_What the task asks_. Repeat exactly, and only, the lines from the line containing "Drop one point on every instance of the man wearing" through the last line of the records below, including both.
* Begin Entries *
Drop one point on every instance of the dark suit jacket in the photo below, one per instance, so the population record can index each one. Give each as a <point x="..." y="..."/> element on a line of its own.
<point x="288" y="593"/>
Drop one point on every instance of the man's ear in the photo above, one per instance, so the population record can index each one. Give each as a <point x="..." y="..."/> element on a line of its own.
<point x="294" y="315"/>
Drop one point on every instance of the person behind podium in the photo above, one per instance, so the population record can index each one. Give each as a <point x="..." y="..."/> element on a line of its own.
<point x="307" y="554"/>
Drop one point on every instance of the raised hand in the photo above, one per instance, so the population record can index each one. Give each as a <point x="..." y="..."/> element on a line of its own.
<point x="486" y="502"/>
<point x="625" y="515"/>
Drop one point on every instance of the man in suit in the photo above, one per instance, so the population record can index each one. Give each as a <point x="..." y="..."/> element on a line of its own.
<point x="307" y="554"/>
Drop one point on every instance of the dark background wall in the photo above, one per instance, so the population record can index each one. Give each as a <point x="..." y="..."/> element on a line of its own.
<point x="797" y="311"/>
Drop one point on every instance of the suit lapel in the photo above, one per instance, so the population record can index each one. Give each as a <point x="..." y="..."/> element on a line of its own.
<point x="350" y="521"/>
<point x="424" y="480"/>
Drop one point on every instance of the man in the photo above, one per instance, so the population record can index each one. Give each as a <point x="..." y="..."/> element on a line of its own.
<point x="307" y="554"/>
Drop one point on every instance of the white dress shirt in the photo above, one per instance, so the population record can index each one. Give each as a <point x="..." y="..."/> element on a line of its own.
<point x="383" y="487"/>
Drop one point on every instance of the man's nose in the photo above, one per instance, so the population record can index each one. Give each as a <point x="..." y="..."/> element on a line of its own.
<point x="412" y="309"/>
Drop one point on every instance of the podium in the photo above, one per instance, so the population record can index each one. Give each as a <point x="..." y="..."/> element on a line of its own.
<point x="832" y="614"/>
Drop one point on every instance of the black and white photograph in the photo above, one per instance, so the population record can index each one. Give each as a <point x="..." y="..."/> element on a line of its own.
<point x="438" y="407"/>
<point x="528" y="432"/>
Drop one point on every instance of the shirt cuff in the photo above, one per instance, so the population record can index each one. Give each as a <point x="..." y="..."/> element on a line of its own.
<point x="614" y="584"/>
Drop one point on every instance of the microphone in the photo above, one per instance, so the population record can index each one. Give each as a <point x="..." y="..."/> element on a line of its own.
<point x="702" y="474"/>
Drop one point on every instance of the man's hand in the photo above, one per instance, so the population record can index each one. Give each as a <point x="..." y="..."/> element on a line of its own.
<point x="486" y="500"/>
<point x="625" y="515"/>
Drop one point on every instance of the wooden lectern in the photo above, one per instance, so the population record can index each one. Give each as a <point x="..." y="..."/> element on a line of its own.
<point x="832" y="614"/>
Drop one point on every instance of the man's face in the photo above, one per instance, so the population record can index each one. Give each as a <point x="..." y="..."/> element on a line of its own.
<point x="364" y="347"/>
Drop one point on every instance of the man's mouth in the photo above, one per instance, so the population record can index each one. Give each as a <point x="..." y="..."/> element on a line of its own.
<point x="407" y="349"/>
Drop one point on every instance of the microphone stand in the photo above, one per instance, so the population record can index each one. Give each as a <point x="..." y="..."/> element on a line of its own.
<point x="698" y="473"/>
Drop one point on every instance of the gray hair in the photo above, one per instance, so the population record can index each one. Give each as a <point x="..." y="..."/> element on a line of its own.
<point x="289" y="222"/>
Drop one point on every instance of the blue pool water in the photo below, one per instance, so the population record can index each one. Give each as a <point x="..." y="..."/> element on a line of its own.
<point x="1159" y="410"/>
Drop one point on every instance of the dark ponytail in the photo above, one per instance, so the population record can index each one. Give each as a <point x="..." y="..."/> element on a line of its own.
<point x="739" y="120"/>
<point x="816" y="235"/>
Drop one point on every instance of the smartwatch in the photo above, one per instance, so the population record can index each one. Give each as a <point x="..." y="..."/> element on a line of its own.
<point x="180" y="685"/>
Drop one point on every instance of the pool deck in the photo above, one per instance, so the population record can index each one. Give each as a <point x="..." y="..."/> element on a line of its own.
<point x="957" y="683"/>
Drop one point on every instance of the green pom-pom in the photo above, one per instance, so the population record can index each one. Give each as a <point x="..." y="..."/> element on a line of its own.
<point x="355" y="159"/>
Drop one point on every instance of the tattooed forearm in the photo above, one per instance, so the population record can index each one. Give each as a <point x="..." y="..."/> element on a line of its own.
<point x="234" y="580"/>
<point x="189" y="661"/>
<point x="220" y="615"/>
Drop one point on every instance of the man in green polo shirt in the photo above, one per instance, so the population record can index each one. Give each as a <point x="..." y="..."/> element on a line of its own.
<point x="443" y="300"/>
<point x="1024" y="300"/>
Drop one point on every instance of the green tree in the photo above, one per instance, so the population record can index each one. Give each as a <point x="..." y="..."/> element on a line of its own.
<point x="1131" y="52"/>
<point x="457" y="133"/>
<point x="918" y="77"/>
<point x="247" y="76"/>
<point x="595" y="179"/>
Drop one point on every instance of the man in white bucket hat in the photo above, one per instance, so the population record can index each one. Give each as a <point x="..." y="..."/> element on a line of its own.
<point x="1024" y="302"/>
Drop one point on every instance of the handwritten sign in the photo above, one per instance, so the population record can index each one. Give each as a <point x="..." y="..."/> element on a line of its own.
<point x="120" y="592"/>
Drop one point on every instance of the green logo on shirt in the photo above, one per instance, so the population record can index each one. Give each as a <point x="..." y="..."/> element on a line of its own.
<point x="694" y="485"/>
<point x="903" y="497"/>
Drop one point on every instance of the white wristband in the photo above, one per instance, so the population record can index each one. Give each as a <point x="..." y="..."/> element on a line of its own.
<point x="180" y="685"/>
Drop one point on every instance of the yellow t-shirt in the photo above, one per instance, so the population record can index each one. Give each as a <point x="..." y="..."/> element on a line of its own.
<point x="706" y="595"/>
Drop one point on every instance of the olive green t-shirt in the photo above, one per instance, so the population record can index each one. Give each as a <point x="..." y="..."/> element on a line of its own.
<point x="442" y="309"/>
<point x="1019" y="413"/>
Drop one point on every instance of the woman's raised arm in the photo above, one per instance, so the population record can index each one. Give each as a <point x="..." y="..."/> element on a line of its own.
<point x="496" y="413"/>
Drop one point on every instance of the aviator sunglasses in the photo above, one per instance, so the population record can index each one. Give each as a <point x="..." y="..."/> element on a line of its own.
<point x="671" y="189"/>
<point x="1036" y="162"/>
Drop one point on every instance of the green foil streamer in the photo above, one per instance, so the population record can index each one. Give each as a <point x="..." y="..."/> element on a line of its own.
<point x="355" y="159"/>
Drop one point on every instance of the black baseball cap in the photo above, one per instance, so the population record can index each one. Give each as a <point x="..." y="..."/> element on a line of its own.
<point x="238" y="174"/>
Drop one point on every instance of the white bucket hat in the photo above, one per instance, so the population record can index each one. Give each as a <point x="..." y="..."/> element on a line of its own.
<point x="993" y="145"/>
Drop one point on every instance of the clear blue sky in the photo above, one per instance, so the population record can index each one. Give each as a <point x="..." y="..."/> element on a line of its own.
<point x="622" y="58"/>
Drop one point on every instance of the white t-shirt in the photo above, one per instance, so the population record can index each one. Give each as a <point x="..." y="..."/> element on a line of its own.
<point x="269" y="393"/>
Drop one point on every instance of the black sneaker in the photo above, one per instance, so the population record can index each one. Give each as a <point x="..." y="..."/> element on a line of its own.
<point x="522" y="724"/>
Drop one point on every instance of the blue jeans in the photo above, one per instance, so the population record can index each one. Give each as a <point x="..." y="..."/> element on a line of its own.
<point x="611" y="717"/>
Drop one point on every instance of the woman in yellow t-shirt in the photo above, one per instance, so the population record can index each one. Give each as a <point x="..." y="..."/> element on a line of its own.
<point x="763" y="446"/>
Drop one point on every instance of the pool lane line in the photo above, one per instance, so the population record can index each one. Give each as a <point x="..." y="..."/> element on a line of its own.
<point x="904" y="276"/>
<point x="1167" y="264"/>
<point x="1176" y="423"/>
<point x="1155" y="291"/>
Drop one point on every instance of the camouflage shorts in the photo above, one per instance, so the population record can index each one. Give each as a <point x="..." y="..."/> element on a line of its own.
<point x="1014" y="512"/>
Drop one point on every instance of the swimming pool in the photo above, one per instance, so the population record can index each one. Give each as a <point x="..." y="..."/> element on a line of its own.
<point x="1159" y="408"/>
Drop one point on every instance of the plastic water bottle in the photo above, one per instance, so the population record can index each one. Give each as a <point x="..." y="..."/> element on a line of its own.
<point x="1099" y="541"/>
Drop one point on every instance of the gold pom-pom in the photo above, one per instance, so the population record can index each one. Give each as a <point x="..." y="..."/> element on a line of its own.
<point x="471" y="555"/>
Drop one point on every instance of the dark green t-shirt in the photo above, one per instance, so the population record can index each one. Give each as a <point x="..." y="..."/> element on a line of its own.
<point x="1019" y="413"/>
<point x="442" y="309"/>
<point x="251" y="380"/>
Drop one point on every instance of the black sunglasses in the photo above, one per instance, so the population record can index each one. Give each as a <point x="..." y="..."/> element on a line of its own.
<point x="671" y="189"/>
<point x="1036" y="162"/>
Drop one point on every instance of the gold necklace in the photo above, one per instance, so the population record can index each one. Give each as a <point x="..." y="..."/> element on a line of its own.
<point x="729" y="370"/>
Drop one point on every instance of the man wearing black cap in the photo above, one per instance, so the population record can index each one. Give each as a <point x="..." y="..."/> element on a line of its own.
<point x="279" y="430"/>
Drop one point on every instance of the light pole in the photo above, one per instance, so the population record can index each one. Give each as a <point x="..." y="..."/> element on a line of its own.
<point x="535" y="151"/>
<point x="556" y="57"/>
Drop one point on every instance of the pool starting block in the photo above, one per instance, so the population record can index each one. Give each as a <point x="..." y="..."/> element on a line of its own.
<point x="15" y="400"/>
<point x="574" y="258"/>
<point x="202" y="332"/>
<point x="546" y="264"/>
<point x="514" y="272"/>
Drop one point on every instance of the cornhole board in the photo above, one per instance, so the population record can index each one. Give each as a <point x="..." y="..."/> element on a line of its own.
* End Entries *
_Reply_.
Drop one point on every instance of the man wearing black cap in the photo above, one per instance, so the population record can index each one. Give each as a <point x="..." y="..."/> element on a line of its own.
<point x="279" y="430"/>
Drop one point on every instance of the light pole in the photo above, one per instance, so the population record can index each one. Give each as a <point x="..." y="..."/> element on a line of its own.
<point x="535" y="151"/>
<point x="556" y="57"/>
Drop one point on every instance of the pool starting block in the photo above, one per instance, so the population record can index each one. Give each as a <point x="..." y="..."/> element on a line of its own.
<point x="15" y="400"/>
<point x="574" y="258"/>
<point x="202" y="332"/>
<point x="546" y="264"/>
<point x="514" y="272"/>
Drop one point on every instance of the cornhole board in the photo above, one per instance, so the population record can index each one. Give each as a <point x="..." y="..."/> element on a line of its own.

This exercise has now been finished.